#### SOURCE EXCERPT:

==============================

A function `random_graph_A` that
takes the order $n$ and the size $m$ of a random ER graph of type A
as arguments, and constructs such a graph can simply follow the 
`random_sample_A` algorithm and sample exactly $m$ of the $N = \binom{n}{2}$
available edges.  We introduce explicit counters
`a` (for the number of edges that have been considered)
and `c` (for the number of chosen edges).

In [None]:
def random_graph_A(n, m):
    """construct a random type A graph
    with n nodes and m links"""
    a = c = 0
    N = n * (n-1) // 2
    G = nx.empty_graph(n)
    for x in range(n):
        for y in range(x):
            if (N - a) * random.random() < m - c:
                G.add_edge(x, y)
                c += 1
            a += 1
    return G

Now we can construct and draw a random graph on $16$ vertices with $15$ edges.

In [None]:
n = 16
m = 15

In [None]:
G = random_graph_A(n, m)
nx.draw(G, **opts)

In [None]:
G.number_of_edges()

The `networkx` version of this random graph constructor is called `gnm_random_graph`
and should produce the same random graphs with the same probability.

==============================

#### PROVIDED RECORDS:

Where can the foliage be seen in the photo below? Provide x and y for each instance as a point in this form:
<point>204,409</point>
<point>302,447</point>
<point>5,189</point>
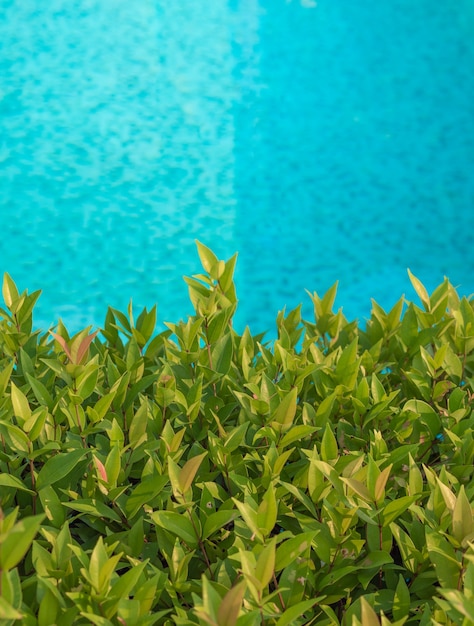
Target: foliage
<point>199,476</point>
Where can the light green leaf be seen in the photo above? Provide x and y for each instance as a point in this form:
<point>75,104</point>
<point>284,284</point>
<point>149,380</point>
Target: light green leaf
<point>291,614</point>
<point>176,524</point>
<point>462,521</point>
<point>216,521</point>
<point>265,566</point>
<point>8,480</point>
<point>395,508</point>
<point>420,290</point>
<point>267,511</point>
<point>16,542</point>
<point>9,290</point>
<point>21,406</point>
<point>188,472</point>
<point>59,466</point>
<point>229,608</point>
<point>286,411</point>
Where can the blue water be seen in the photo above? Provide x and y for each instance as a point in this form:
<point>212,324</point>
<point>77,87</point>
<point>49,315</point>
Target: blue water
<point>321,140</point>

==============================

#### DIRECTIVE A:
List every term in the random graph excerpt's prose, outside the code, that is set in backticks.
#### DIRECTIVE B:
Write out all the rows above that ask for points on foliage, a light green leaf and blue water, reproducing them line for line. Leave the pictures out.

#### FULL SOLUTION A:
random_graph_A, random_sample_A, a, c, networkx, gnm_random_graph

#### FULL SOLUTION B:
Where can the foliage be seen in the photo below? Provide x and y for each instance as a point in this form:
<point>204,409</point>
<point>302,447</point>
<point>5,189</point>
Target: foliage
<point>199,476</point>
Where can the light green leaf be seen in the photo above? Provide x and y for each instance as a point in this form:
<point>75,104</point>
<point>284,284</point>
<point>149,380</point>
Target: light green leaf
<point>291,614</point>
<point>176,524</point>
<point>462,521</point>
<point>216,521</point>
<point>265,566</point>
<point>8,480</point>
<point>395,508</point>
<point>420,290</point>
<point>267,511</point>
<point>16,542</point>
<point>9,290</point>
<point>21,406</point>
<point>188,472</point>
<point>59,466</point>
<point>229,608</point>
<point>286,411</point>
Where can the blue water be seen in the photo above? Provide x and y for each instance as a point in this form:
<point>212,324</point>
<point>77,87</point>
<point>49,315</point>
Target: blue water
<point>321,140</point>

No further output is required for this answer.